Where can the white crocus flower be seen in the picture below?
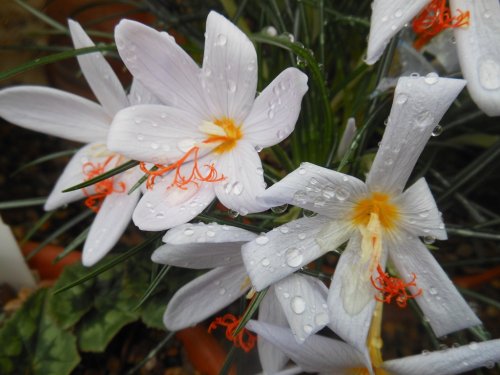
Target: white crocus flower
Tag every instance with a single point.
(478, 42)
(376, 218)
(209, 114)
(298, 299)
(68, 116)
(327, 356)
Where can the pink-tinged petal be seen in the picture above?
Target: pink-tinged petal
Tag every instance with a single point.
(154, 133)
(244, 179)
(229, 73)
(108, 226)
(282, 251)
(441, 303)
(317, 189)
(202, 246)
(478, 47)
(155, 59)
(204, 296)
(271, 357)
(276, 109)
(303, 299)
(419, 213)
(167, 206)
(351, 299)
(388, 17)
(73, 174)
(418, 106)
(447, 362)
(316, 354)
(54, 112)
(139, 94)
(102, 80)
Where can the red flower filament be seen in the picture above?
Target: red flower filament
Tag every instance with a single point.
(435, 18)
(393, 287)
(180, 180)
(244, 339)
(102, 188)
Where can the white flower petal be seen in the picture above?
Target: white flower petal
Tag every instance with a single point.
(102, 80)
(317, 189)
(108, 226)
(276, 109)
(244, 179)
(282, 251)
(54, 112)
(162, 66)
(478, 47)
(316, 354)
(418, 106)
(202, 246)
(204, 296)
(303, 299)
(229, 73)
(271, 357)
(165, 207)
(441, 303)
(72, 175)
(447, 362)
(351, 299)
(139, 94)
(154, 133)
(388, 17)
(419, 213)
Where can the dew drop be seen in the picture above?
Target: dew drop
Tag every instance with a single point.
(262, 240)
(298, 305)
(294, 257)
(431, 78)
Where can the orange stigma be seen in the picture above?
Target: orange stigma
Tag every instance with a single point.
(180, 180)
(102, 188)
(435, 18)
(244, 339)
(393, 287)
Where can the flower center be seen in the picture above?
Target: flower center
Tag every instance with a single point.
(393, 287)
(435, 18)
(244, 339)
(222, 133)
(102, 188)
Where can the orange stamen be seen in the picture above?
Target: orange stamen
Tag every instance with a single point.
(435, 18)
(102, 188)
(244, 339)
(393, 287)
(180, 180)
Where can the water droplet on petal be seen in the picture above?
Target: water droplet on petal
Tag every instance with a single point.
(298, 305)
(294, 257)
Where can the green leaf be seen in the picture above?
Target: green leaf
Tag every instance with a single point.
(33, 343)
(125, 166)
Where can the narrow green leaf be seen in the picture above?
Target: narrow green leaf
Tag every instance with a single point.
(53, 58)
(251, 310)
(112, 172)
(22, 203)
(63, 228)
(37, 226)
(154, 284)
(111, 263)
(43, 159)
(77, 241)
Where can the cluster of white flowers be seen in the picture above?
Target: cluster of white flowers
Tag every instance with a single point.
(197, 133)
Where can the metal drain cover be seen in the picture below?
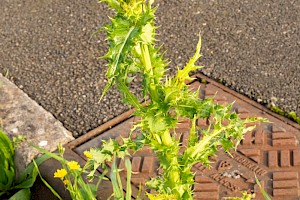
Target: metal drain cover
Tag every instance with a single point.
(271, 151)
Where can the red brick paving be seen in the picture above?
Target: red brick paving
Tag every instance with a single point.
(271, 151)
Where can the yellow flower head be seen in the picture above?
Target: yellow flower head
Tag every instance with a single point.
(88, 154)
(73, 165)
(60, 173)
(66, 182)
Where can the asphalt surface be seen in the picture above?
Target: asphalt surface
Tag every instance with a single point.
(47, 48)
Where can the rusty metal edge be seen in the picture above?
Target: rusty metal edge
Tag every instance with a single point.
(248, 100)
(115, 121)
(100, 129)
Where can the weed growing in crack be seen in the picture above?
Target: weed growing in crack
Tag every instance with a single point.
(132, 51)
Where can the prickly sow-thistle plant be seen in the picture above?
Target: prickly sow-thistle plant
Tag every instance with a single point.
(132, 51)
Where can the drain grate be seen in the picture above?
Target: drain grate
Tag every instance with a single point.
(271, 151)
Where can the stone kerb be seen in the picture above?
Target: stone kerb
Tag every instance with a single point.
(20, 115)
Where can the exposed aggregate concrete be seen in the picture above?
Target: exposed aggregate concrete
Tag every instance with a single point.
(48, 50)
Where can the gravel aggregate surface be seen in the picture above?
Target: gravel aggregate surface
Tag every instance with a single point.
(48, 49)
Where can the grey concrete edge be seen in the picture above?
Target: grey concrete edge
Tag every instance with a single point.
(20, 115)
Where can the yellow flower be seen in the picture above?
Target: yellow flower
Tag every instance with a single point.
(60, 173)
(66, 181)
(88, 154)
(73, 165)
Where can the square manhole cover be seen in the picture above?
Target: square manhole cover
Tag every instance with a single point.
(271, 151)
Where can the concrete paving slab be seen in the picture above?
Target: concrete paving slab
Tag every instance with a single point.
(20, 115)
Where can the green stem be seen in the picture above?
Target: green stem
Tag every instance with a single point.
(149, 71)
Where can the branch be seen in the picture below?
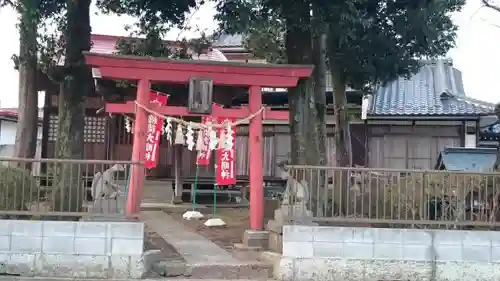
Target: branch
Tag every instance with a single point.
(487, 4)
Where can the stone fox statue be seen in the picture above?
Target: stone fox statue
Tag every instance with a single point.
(103, 185)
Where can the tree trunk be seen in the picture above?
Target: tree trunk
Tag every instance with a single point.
(343, 148)
(307, 106)
(496, 165)
(27, 125)
(323, 207)
(76, 86)
(301, 99)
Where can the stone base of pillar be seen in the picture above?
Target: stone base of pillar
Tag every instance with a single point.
(256, 239)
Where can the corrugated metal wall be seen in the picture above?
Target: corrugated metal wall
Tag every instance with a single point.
(409, 147)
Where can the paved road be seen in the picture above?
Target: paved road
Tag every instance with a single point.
(13, 278)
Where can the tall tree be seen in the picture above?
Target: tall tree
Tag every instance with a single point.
(368, 43)
(32, 17)
(75, 85)
(27, 65)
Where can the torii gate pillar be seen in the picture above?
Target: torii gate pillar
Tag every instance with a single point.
(137, 176)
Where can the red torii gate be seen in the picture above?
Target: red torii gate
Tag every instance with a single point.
(147, 70)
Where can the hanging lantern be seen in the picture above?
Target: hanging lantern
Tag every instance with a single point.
(213, 138)
(190, 137)
(179, 135)
(229, 141)
(200, 143)
(128, 126)
(168, 130)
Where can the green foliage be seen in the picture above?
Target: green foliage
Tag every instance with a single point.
(17, 188)
(369, 41)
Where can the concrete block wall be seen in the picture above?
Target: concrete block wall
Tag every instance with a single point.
(72, 249)
(372, 254)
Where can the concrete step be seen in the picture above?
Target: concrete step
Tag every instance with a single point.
(169, 269)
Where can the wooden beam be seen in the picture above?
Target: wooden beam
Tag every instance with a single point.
(182, 77)
(239, 113)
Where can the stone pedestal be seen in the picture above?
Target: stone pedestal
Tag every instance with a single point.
(282, 216)
(256, 239)
(177, 199)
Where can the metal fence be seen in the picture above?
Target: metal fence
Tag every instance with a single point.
(393, 198)
(63, 187)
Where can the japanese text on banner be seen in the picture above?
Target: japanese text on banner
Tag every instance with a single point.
(155, 127)
(204, 155)
(225, 172)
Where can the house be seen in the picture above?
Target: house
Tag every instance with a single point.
(410, 121)
(479, 159)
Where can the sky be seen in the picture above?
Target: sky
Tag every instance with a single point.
(476, 53)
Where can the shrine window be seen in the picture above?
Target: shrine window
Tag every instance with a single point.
(94, 130)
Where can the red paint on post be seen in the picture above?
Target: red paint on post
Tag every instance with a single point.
(155, 128)
(137, 176)
(256, 163)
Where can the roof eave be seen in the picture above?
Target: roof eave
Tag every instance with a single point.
(424, 117)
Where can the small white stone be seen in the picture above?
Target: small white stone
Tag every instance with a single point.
(192, 215)
(214, 222)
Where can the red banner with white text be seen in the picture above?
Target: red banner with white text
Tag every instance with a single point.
(204, 155)
(225, 170)
(155, 128)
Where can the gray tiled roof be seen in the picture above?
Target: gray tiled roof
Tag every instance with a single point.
(436, 90)
(466, 159)
(229, 40)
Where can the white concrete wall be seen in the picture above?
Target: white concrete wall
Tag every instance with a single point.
◆ ◆ ◆ ◆ ◆
Can you update the material above by putting "single dot" wherever "single point" appears, changing nothing else and leaving the pictures out?

Where can the white crocus flower be seen in the picture below?
Target: white crocus flower
Tag every instance with a single dot.
(478, 42)
(376, 218)
(209, 114)
(298, 299)
(68, 116)
(327, 356)
Where can the pink-tinged petal be seen in the picture above?
Target: pink-tinged petal
Tag every instance with a single dot.
(154, 133)
(244, 179)
(229, 73)
(108, 226)
(282, 251)
(441, 303)
(317, 189)
(202, 246)
(478, 47)
(155, 59)
(204, 296)
(271, 357)
(276, 109)
(303, 299)
(419, 213)
(167, 206)
(351, 299)
(388, 17)
(73, 174)
(418, 106)
(447, 362)
(316, 354)
(54, 112)
(139, 94)
(102, 80)
Where can the red flower filament be seen in the picture above?
Target: red flower filament
Tag every instance with a single dot.
(435, 18)
(393, 287)
(180, 180)
(244, 339)
(102, 188)
Where can the white flower petal be seen in the picture above?
Target: white flower petal
Tag every instance with a single dot.
(102, 80)
(317, 189)
(108, 226)
(276, 109)
(244, 179)
(282, 251)
(54, 112)
(162, 66)
(478, 47)
(316, 354)
(418, 106)
(202, 246)
(204, 296)
(303, 299)
(229, 73)
(271, 357)
(165, 207)
(441, 303)
(72, 175)
(447, 362)
(351, 299)
(139, 94)
(154, 133)
(388, 17)
(419, 213)
Where can the dew drop be seen in the picture above?
Target: dew drop
Tag every instance with a single dot.
(262, 240)
(298, 305)
(294, 257)
(431, 78)
Where can the orange stigma be seen in the picture above?
Target: orange stigma
Tag every instance with a single dot.
(180, 180)
(102, 188)
(435, 18)
(244, 339)
(393, 287)
Where can the flower center be seen in the picture above?
Target: flower center
Tag every instance with a single dot.
(393, 287)
(435, 18)
(244, 339)
(222, 133)
(102, 188)
Where can the orange stamen be seen in the picture above?
Target: orange stamen
Tag every instance with a single dot.
(435, 18)
(102, 188)
(244, 339)
(393, 287)
(180, 180)
Where can the water droplet on petal be seen in the picture above?
Target: water droplet on petal
Tag every instance with a single dot.
(298, 305)
(294, 257)
Where can the green leaf be seen in the picture above?
Target: green leaf
Tag every instance with a single dot.
(33, 343)
(125, 166)
Where can the narrow green leaf be seen in the picture above?
Target: narrow green leaf
Tag every instance with a single dot.
(53, 58)
(251, 310)
(112, 172)
(22, 203)
(63, 228)
(37, 226)
(154, 284)
(111, 263)
(43, 159)
(77, 241)
Where can the cluster of white flowers be seen in the picture above?
Target: cluster of white flowers
Tag every instance with a single dot.
(197, 133)
Where can the metal drain cover be seen in the picture below?
Target: metal drain cover
Tag every instance with a single dot.
(271, 151)
Where can the red brick paving be seen in the picture above?
Target: red brick paving
Tag every instance with a single dot.
(271, 151)
Where can the yellow flower head be seen in the picture above?
Target: yellow flower head
Tag every instance with a single dot.
(88, 154)
(73, 165)
(60, 173)
(66, 182)
Where can the asphalt surface be seen in the picture above?
Target: asphalt surface
Tag every instance with a single dot.
(47, 48)
Where can the rusty metal edge be seen in the picture above?
Target: rusty metal edge
Tag every instance with a single dot.
(248, 100)
(115, 121)
(100, 129)
Where can the weed growing in crack be seen in the picture above?
Target: weed growing in crack
Tag every instance with a single dot.
(132, 51)
Where can the prickly sow-thistle plant be seen in the picture above?
Target: prickly sow-thistle plant
Tag every instance with a single dot.
(132, 51)
Where can the drain grate be seen in the picture above?
Target: drain grate
Tag every instance with a single dot.
(271, 151)
Where can the stone kerb be seen in the picture above?
Target: stone kerb
Tag every instance with a single dot.
(20, 115)
Where can the exposed aggregate concrete be seen in the picture above?
Target: exposed aggregate concrete
Tag every instance with a single dot.
(48, 50)
Where can the gravel aggregate surface be seen in the picture above?
Target: gravel aggregate surface
Tag every instance with a single dot.
(48, 49)
Where can the grey concrete edge be seen in the picture above?
Target: grey concrete edge
Tag every instance with a single dot.
(20, 115)
Where can the yellow flower be seen in the picture above?
Target: yellow flower
Tag every instance with a single dot.
(60, 173)
(66, 181)
(88, 154)
(73, 165)
Where can the square manhole cover be seen in the picture above?
Target: square manhole cover
Tag every instance with a single dot.
(271, 151)
Where can the concrete paving slab be seen in the picture above?
Target: concrete paving slab
Tag every instance with a single dot.
(20, 115)
Where can the green stem be seen in the picture above?
Target: green stem
Tag every instance with a single dot.
(149, 71)
Where can the branch be seen in the picture below?
Target: branch
Tag every instance with a single dot.
(487, 4)
Where can the stone fox statue be seen in the picture above?
Target: stone fox statue
Tag every instance with a single dot.
(103, 185)
Where can the tree trunk be seen in the picture above?
Target: tree trunk
Tag every instance with a single dot.
(343, 148)
(307, 106)
(496, 165)
(27, 125)
(323, 207)
(76, 86)
(301, 99)
Where can the stone base of pillar be seen in the picture above?
Target: stone base of pillar
Tag every instance with a single dot.
(256, 239)
Where can the corrugated metal wall be seen in the picture above?
Target: corrugated metal wall
Tag every instance with a single dot.
(409, 147)
Where can the paved road be seen in the picture above?
Target: paved road
Tag every instance with a single dot.
(13, 278)
Where can the tall tree be seen in the picture above?
Target: tall tree
Tag every instance with a single dot.
(368, 43)
(32, 17)
(75, 85)
(27, 65)
Where can the torii gate pillar be seen in the picture above?
Target: torii gate pillar
Tag every instance with a single dot.
(137, 176)
Where can the red torii gate be seen in the picture above?
Target: red torii gate
Tag every instance with a single dot.
(147, 70)
Where can the hanging lantern be seen in the picture above?
Target: hanging lantern
Tag every instance with a single dot.
(213, 138)
(190, 137)
(179, 135)
(229, 141)
(200, 143)
(128, 126)
(168, 130)
Where can the green foliage be seen in the picture above?
Target: green foliage
Tag every instance with a single dot.
(17, 188)
(369, 41)
Where can the concrete block wall be seen in the picture above?
Target: concrete block wall
Tag every instance with a single dot.
(72, 249)
(372, 254)
Where can the concrete step be seen in the picture above?
Target: concrete step
Tag every instance with a single dot.
(169, 269)
Where can the wooden beam be seen in the picture above?
Target: wooden beam
Tag every instance with a single dot.
(182, 77)
(239, 113)
Where can the stone pedestal be seen in the picture above?
Target: stone pedestal
Tag every instance with a single dot.
(282, 216)
(256, 239)
(177, 199)
Where can the metal fence be seen in the picture above?
Target: metal fence
Tag every instance with a single dot.
(393, 198)
(63, 187)
Where can the japanese text on banner be seen in the picture above?
Target: japanese text on banner
Tag every instance with a single dot.
(155, 127)
(204, 155)
(225, 172)
Where can the house be seen in the picture above?
Target: house
Tag every instance with a single dot.
(410, 121)
(479, 159)
Where can the sky be seen in the picture above?
Target: sky
Tag every instance with a single dot.
(476, 53)
Where can the shrine window be seen in the picture above?
Target: shrine window
Tag every instance with a single dot.
(94, 130)
Where can the red paint on post be seen in the picture above?
Target: red paint on post
Tag every instance with a single dot.
(155, 128)
(137, 176)
(256, 163)
Where can the roof eave be seen in the picture above?
Target: roof eave
Tag every instance with a single dot.
(424, 117)
Where can the small white stone be seen in the picture above?
Target: small white stone
Tag every instance with a single dot.
(192, 215)
(214, 222)
Where can the red banner with white text be seen in the picture above?
Target: red banner with white text
Tag every instance with a single dot.
(204, 155)
(225, 170)
(155, 128)
Where can the gray tiled roof be seen in the picture above?
Target: gray tiled roof
Tag every instance with a single dot.
(436, 90)
(466, 159)
(229, 40)
Where can the white concrete wall be seen in the picture above?
Target: white concrete wall
Tag every instance with a single dot.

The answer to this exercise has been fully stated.